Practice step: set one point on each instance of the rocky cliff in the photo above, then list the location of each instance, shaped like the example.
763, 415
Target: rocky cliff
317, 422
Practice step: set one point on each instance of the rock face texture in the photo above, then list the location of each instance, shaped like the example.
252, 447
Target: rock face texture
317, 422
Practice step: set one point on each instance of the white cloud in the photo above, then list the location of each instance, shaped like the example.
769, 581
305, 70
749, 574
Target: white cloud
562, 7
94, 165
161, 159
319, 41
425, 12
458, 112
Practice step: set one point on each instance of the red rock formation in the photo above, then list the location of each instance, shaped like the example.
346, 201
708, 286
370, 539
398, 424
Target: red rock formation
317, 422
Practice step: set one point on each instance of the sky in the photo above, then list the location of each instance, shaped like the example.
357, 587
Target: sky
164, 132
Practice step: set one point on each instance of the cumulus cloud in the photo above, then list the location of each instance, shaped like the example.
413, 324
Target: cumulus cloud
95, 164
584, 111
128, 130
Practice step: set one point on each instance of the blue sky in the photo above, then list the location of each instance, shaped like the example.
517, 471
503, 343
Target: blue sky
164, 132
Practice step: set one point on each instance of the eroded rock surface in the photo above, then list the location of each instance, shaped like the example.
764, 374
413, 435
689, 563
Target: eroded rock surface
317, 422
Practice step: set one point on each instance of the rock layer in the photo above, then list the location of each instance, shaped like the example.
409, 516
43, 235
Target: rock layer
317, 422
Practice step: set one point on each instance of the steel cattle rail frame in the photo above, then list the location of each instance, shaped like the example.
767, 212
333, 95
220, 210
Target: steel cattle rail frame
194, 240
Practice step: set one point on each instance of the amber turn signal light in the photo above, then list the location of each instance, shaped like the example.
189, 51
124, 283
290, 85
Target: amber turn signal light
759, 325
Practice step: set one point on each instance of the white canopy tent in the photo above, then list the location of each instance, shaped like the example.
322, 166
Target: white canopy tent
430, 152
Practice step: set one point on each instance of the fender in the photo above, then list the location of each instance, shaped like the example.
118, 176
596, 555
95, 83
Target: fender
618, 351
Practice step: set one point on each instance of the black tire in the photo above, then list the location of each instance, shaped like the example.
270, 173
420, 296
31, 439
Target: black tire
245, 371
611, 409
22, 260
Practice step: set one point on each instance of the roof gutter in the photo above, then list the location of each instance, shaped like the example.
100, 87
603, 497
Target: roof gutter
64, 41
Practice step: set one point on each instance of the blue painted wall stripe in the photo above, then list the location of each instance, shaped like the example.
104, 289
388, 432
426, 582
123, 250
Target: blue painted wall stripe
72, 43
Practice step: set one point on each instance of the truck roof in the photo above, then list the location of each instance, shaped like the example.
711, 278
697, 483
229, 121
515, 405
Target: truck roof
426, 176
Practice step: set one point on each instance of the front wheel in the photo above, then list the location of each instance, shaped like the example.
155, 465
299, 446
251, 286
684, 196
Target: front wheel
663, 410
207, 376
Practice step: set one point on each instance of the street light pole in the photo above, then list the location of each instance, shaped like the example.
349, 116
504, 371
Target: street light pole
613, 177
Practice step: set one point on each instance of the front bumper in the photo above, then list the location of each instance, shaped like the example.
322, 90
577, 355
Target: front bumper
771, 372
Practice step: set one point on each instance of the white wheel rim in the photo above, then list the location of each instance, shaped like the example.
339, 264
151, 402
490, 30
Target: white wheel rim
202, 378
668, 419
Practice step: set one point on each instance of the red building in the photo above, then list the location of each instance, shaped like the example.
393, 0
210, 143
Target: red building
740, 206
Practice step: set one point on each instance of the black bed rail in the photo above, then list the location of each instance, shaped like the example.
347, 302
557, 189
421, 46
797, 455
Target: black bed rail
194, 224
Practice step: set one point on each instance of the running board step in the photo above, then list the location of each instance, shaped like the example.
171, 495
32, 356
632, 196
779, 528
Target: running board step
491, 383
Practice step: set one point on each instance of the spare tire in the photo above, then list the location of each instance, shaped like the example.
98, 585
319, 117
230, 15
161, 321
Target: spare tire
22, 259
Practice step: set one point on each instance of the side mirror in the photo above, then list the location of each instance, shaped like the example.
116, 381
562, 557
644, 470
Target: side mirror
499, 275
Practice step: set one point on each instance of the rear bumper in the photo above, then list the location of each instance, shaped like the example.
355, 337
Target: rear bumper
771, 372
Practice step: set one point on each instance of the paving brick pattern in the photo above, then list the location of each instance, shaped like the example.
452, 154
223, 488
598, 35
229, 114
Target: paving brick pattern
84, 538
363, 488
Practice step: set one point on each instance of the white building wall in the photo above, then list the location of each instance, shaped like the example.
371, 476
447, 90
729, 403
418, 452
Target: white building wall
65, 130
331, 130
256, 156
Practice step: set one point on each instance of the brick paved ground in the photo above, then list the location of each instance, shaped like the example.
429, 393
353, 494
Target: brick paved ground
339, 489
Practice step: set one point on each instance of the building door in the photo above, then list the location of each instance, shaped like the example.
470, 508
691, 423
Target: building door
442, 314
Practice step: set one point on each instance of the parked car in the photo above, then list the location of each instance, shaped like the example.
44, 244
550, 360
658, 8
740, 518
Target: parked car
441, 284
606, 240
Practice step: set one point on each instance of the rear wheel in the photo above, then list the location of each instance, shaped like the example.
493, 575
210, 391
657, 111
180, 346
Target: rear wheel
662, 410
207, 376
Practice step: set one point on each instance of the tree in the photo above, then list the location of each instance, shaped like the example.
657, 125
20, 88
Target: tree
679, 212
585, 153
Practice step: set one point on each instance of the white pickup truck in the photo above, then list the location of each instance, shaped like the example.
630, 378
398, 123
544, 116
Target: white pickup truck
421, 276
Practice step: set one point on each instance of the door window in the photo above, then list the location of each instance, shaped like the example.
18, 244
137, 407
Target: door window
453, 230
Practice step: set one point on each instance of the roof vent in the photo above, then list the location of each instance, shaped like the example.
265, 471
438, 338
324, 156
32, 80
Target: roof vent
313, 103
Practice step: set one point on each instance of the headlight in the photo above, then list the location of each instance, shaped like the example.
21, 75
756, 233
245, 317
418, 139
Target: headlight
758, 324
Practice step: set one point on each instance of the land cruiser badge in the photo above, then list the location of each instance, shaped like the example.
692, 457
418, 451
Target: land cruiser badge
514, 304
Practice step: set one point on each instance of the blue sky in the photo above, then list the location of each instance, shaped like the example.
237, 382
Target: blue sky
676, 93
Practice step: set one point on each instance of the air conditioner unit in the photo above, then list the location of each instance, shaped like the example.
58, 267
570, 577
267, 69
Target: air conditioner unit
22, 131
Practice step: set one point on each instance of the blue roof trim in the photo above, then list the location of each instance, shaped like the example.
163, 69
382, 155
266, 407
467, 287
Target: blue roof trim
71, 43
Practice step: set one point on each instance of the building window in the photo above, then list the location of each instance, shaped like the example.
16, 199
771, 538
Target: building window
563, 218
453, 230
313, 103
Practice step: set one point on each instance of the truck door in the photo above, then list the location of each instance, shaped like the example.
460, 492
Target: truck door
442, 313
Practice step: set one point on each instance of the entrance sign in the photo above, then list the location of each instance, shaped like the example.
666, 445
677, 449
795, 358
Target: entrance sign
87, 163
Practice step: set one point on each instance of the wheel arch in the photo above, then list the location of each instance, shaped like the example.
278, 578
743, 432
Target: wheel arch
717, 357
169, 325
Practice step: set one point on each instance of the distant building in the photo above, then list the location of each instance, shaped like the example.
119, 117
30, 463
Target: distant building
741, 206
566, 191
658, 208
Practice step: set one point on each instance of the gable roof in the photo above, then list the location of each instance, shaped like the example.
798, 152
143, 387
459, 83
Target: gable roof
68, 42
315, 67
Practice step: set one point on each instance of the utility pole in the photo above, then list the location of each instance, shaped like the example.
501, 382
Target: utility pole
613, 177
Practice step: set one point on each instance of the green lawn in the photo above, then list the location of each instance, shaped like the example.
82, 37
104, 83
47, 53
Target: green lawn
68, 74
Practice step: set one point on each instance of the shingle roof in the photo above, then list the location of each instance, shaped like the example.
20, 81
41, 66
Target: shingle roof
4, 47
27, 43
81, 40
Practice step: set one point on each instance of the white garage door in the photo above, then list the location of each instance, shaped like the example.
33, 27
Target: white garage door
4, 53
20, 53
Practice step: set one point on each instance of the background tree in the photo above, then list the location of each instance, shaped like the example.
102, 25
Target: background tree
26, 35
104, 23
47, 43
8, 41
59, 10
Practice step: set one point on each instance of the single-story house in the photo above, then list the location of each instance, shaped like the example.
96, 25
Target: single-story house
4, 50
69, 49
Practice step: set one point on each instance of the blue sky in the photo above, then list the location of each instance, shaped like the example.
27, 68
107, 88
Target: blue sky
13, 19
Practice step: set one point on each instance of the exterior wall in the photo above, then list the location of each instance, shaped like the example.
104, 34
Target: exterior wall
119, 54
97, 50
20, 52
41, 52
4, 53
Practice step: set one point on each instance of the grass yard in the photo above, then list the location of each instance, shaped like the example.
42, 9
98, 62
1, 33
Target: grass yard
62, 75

•••••

DIRECTIONS FOR THIS TASK ▸ Starting at the line that contains "Target: background tree", retype each line through the end of the listing above and nothing else.

WRITTEN SOLUTION ▸
Target: background tree
26, 35
104, 23
47, 43
8, 41
59, 10
Practice step: set one point on each instance of the single-story house in the photo above, then list the location of each instance, shaped like the example.
96, 25
Target: single-story house
4, 50
69, 49
Practice step: set one point on each instance of the blue sky in the photo above, then list the location of each instance, shaped like the example.
27, 68
107, 88
Target: blue sky
13, 19
Practice step: set one point on each instance of the exterior wall in the photo above, then list the location of each instance, shaped like the example.
104, 34
Target: exterior wall
119, 54
97, 50
20, 52
41, 52
4, 53
Practice step: set one point on each instance of the grass yard in the photo above, then list the location of each instance, shaped like the example.
42, 9
98, 62
1, 33
Target: grass yard
62, 75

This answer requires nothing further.